Aufgabe A :: Schreiben Sie aus dem Text zur Neukircher Kofferfabrik den Abschnitt von „Neukirch war auch“ bis „beherrschte diesen Markt.“ wortgetreu ab.
Aufgabe B :: Nennen Sie alle Länder, in die laut dem Text zur Neukircher Kofferfabrik die Maschinen des Kombinats „Fortschritt Landmaschinen“ exportiert wurden.
Aufgabe C :: Setzen Sie den Text zur Neukircher Kofferfabrik bitte im Anschluss an seinen letzten Satz fort.

Textauszug ::
- - - -
Nach dem 2. Weltkrieg wurde die Kofferfabrik enteignet und ging mit ihrer Produktion in Volkseigentum über.  Bis 1960 wurden in diesem Betrieb noch Koffer produziert.  

Der Senior und Begründer

der Kofferfabrik

Ernst Lehmann

Die Kofferfabrik Gebrüder Lehmann Neukirch (Lausitz) wurde ein Teil des VEB Kombinates Fortschritt

 

VEB ERNTEMASCHINEN BISCHOFSWERDA 

Im September 1960 begann die Produktion von Landmaschinen in Neukirch. Es wurden vorerst Zulieferteile für Mähbalken, Schwadräumer und die Hydraulik des Mähdreschers hergestellt.

Neukirch war auch für die Produktion von Plasteteilen, die für die Landtechnik im gesamten Kombinat benötigt wurden, verantwortlich. Ehemalige Kollegen bzw. heutige Mitarbeiter bei Sachsen Zweirad, erinnern sich mit Sicherheit an diese hervorragende Produktion auf dem Gelände der ehemaligen Eisengießerei. 

Das Kombinat „Fortschritt Landmaschinen“ war der führende Hersteller von Landmaschinen im gesamten Ostblock. Diese Maschinen wurden nach Ungarn, China, Polen, Rumänien, in die ČSSR und in die Sowjetunion exportiert. „Fortschritt“ beherrschte diesen Markt.

In der DDR waren Konsumgüter Mangelware – da viel in der DDR gar nicht bekannte Ware zu enorm niedrigen Preisen im „kapitalistischen Ausland“ verkauft wurden.   

Um diese Mängel zu beseitigen, gab es einen Beschluss des „Zentralkomitees der SED“, dass exakt festgelegte Betriebe Konsumgüter zu produzieren haben. Auf dieser Grundlage erhielt das „Kombinat Fortschritt“ im Jahre 1974 den Auftrag, Jugendfahrräder zu produzieren.

Aus heutiger Sicht betrachtet, war das unbewusst der Grundstein für die gegenwärtige Situation – ohne diesen Beschluss, kein Jugendfahrrad, ohne Jugendfahrrad kein Interesse von künftigen Fahrradproduzenten.
- - - -
Zeilenliste ::
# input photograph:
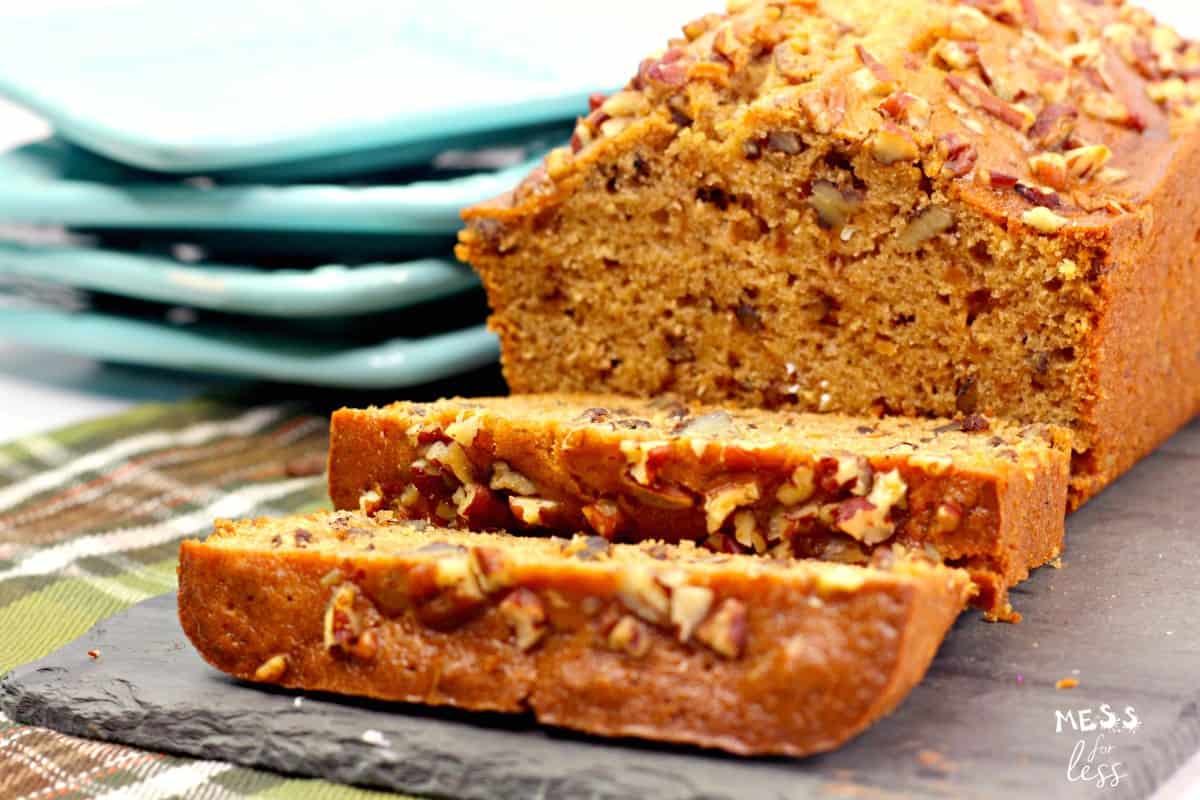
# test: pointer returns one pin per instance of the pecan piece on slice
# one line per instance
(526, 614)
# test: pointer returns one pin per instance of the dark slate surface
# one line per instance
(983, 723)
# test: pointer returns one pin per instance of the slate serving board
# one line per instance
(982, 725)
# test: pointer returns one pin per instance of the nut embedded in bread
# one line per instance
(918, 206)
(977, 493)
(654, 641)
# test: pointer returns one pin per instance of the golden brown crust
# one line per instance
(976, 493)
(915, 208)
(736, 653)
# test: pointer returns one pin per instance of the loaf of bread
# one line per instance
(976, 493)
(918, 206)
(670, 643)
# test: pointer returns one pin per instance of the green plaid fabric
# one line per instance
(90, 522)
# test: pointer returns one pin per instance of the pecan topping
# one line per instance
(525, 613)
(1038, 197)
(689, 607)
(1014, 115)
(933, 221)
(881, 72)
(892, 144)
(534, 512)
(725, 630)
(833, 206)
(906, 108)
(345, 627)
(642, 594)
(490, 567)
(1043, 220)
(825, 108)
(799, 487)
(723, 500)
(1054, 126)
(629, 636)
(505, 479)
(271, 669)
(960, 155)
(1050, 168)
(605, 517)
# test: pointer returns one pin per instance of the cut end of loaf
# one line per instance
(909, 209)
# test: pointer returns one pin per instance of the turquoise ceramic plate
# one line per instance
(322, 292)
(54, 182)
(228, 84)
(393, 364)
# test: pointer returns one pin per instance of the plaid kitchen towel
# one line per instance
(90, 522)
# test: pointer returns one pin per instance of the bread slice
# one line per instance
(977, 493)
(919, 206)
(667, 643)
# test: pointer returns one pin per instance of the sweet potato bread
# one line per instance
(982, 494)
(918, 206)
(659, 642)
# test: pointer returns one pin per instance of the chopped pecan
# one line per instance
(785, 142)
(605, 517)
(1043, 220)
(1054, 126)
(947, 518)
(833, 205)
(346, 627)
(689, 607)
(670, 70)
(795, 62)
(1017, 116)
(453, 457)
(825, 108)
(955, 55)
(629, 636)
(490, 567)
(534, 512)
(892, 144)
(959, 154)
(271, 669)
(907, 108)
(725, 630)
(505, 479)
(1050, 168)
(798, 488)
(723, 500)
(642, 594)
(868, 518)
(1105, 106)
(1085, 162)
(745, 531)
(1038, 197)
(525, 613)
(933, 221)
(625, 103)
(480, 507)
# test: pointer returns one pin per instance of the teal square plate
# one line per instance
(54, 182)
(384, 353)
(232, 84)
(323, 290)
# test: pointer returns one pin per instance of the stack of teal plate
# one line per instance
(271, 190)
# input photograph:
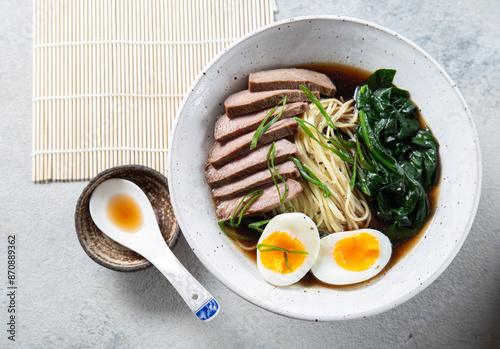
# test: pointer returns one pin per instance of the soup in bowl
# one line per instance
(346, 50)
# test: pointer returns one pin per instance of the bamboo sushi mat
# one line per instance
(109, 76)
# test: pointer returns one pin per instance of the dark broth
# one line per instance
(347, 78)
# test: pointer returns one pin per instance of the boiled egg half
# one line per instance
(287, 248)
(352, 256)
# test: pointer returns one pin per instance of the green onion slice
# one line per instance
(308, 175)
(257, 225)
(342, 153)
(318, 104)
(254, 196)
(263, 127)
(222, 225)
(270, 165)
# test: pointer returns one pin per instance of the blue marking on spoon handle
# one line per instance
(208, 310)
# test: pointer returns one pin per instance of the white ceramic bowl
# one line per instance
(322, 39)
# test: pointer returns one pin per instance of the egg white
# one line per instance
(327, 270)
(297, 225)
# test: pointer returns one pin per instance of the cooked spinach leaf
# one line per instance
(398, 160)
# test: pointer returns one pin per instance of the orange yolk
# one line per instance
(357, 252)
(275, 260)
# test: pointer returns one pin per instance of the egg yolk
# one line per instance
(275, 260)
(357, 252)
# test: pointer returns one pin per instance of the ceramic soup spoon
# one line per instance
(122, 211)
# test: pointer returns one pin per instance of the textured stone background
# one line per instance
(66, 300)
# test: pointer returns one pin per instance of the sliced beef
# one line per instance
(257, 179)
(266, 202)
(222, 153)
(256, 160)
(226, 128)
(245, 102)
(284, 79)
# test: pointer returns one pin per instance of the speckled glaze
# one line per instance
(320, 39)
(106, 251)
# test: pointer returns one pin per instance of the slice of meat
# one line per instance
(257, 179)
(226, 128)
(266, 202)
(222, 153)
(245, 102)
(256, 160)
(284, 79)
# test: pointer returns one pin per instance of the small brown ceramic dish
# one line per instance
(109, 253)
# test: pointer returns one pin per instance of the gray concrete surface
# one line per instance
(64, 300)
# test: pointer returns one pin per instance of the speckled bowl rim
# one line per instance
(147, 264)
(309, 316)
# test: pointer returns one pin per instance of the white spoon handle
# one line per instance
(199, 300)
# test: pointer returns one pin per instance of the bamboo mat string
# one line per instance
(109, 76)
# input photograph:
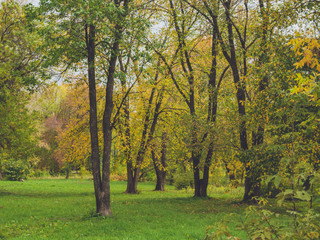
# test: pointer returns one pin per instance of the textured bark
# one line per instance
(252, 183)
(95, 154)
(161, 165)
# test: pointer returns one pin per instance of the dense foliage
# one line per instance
- - - -
Schriftliche Antwort A ::
Neukirch war auch für die Produktion von Plasteteilen, die für die Landtechnik im gesamten Kombinat benötigt wurden, verantwortlich. Ehemalige Kollegen bzw. heutige Mitarbeiter bei Sachsen Zweirad, erinnern sich mit Sicherheit an diese hervorragende Produktion auf dem Gelände der ehemaligen Eisengießerei. 

Das Kombinat „Fortschritt Landmaschinen“ war der führende Hersteller von Landmaschinen im gesamten Ostblock. Diese Maschinen wurden nach Ungarn, China, Polen, Rumänien, in die ČSSR und in die Sowjetunion exportiert. „Fortschritt“ beherrschte diesen Markt.

Schriftliche Antwort B :: Ungarn, China, Polen, Rumänien, ČSSR, Sowjetunion

Schriftliche Antwort C ::
In der DDR waren Devisen angeblich knapp, so dass viel improvisiert werden musste – und das zunehmend mit Erfolg. Fahrradkleinteile, die heute importiert werden, mussten unter erheblichem Aufwand selbst hergestellt werden. Es wurden Rahmen und Gabeln und fast alle Kleinteile, wie viele Sorten Muffen in einem Zweigbereich in Putzkau bei Gerhard Wolf produziert.

In der Jugendfahrradproduktion wurde ein Schiebeband aufgebaut. Wie der Name schon verrät, wurde das Fahrrad von Hand von Takt zu Takt geschoben. Ein Schmunzeln ist an dieser Stelle nicht ganz zu vermeiden!

In den ersten Jahren der Jugendfahrradproduktion wurden stolze vier Modelle hergestellt. Ein 24“ Mädchen – Standard, ein 24“ Mädchen – Luxus Modell und dazu die entsprechenden 24“-Knabenmodelle. Gute Qualität und Robustheit zeichneten diese beliebten Modelle aus.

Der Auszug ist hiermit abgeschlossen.